WORK INSTRUCTIONS »
Convert the listing below into a JSON list of strings, with one string per line, omitting blank lines and leaving out the pictures.

begin EXERCISE INPUTS

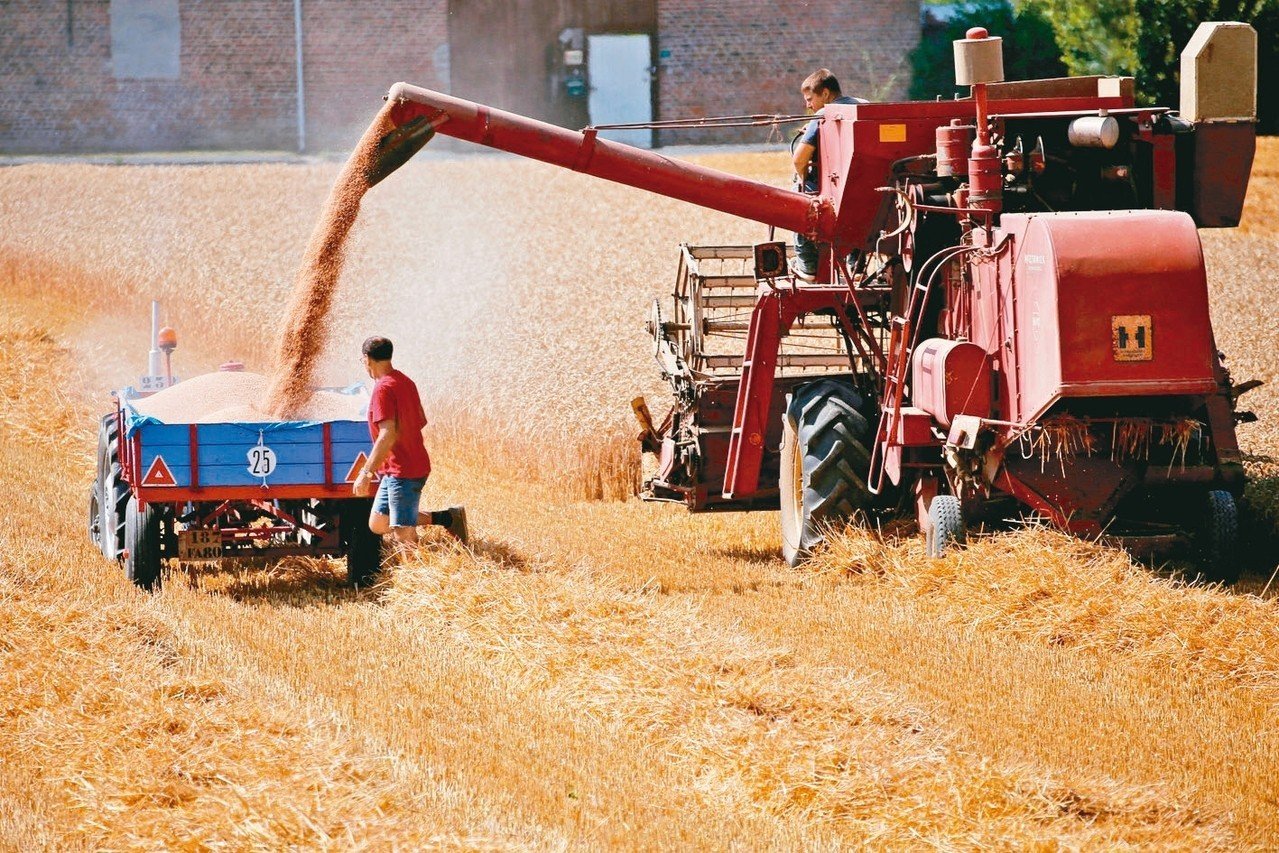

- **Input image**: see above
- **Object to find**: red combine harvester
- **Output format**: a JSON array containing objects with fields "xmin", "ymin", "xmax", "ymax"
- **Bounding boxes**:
[{"xmin": 371, "ymin": 23, "xmax": 1256, "ymax": 579}]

end EXERCISE INPUTS

RESPONSE TO THIS TASK »
[
  "- **Input image**: see above",
  "- **Object to find**: red combine harvester",
  "- **Output format**: a JSON array containing objects with fields \"xmin\", \"ymin\", \"xmax\", \"ymax\"",
  "- **Bounding boxes**:",
  "[{\"xmin\": 371, \"ymin\": 23, \"xmax\": 1256, \"ymax\": 579}]"
]